[Records from a data collection]

━━━━━━━━

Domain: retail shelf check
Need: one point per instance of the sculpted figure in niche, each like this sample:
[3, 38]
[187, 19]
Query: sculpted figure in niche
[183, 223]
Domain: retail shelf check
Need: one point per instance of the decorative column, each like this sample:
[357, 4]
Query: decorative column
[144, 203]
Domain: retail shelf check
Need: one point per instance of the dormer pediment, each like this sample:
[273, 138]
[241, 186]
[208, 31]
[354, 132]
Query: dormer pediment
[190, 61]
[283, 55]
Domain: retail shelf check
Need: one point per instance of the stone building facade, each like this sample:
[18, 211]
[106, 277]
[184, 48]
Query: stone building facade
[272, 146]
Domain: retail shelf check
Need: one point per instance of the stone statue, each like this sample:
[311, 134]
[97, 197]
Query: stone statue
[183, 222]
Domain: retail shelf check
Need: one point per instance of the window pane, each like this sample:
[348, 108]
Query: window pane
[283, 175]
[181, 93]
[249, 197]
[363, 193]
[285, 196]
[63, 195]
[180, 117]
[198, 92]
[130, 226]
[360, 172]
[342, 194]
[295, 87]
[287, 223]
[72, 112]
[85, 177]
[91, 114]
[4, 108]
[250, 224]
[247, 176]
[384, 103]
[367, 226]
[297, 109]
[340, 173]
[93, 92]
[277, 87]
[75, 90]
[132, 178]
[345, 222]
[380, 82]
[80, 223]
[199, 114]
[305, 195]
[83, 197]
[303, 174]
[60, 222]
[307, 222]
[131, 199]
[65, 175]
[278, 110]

━━━━━━━━

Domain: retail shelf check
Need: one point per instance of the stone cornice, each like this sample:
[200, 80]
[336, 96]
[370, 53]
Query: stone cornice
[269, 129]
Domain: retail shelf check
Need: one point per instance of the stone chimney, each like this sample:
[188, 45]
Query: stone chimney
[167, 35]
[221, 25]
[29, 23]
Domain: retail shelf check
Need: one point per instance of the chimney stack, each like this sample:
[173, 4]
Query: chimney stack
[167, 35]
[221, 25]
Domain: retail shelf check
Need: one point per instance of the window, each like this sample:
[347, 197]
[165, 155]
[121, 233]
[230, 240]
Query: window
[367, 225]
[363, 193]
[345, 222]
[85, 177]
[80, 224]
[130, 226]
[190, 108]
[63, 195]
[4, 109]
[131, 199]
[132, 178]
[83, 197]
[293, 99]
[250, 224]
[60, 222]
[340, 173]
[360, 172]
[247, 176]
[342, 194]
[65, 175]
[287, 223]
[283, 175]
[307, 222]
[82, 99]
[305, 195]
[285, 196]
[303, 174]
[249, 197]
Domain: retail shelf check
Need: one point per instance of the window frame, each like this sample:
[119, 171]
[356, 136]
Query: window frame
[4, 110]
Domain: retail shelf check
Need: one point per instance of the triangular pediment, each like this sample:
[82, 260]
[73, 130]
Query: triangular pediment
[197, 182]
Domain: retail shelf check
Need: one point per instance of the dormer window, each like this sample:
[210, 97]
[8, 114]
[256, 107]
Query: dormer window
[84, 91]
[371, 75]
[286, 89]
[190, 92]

━━━━━━━━

### SHORT PROBLEM
Return every line above that contains the word "building", copying each such line in full.

### ANSWER TO THIS PROBLEM
Need: one point per instance of the stone building facade, each like this sample:
Query: stone building facade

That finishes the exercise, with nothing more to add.